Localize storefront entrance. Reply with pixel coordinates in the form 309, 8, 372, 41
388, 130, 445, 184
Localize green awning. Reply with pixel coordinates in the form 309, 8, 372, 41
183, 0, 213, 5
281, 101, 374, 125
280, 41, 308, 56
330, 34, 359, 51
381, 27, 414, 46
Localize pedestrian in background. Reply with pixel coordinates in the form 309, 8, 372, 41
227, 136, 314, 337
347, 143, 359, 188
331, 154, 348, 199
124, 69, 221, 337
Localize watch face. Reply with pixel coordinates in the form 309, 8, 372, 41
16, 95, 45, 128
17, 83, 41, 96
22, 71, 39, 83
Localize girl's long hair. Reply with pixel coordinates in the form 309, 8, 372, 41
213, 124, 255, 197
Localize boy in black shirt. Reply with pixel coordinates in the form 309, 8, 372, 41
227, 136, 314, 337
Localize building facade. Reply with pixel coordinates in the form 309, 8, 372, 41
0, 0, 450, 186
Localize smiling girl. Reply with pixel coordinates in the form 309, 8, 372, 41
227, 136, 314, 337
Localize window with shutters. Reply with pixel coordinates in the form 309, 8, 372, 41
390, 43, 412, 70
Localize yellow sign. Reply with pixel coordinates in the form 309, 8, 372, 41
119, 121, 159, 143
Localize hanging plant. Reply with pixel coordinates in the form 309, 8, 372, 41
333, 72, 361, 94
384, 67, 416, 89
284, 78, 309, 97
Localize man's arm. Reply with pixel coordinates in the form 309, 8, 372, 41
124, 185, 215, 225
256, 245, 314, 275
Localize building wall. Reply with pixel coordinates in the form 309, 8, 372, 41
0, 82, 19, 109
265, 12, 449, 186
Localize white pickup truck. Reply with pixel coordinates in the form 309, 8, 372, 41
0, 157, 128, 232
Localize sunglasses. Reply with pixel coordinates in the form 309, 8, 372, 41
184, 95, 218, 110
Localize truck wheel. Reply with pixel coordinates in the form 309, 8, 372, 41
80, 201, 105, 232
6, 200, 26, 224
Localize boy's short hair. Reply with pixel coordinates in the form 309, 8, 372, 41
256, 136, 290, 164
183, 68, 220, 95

--

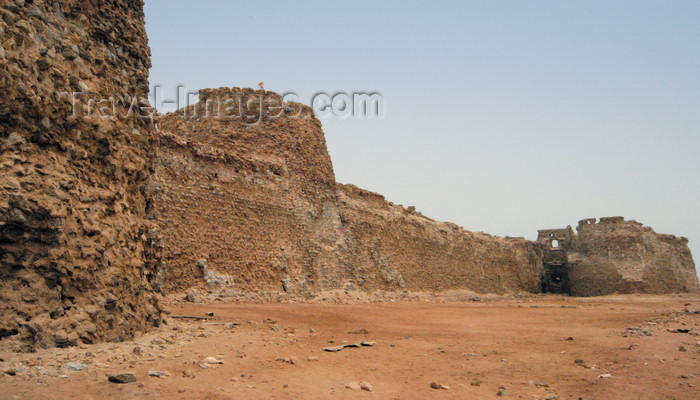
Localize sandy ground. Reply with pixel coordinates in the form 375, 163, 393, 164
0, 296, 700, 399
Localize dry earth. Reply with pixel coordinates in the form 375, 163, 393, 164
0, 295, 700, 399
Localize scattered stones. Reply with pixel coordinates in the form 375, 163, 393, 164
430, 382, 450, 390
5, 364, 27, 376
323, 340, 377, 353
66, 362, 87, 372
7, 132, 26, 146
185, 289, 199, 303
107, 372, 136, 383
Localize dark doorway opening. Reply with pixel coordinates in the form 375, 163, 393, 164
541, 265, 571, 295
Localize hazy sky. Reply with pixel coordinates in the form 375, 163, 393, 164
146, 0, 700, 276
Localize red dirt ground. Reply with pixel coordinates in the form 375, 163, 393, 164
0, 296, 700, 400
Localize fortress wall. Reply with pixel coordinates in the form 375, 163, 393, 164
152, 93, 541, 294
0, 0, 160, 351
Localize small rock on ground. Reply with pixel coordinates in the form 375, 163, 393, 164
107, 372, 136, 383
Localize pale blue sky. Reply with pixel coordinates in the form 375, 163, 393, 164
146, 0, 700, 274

Exercise requirements ▸
List each line of the records that contains the word "wall", copying every such line in full.

The response ▸
Localize building wall. Reply with pixel coordinates in the form 309, 8, 372, 41
Localize fortress wall. Reply with pixel coordinates in the form 375, 163, 393, 164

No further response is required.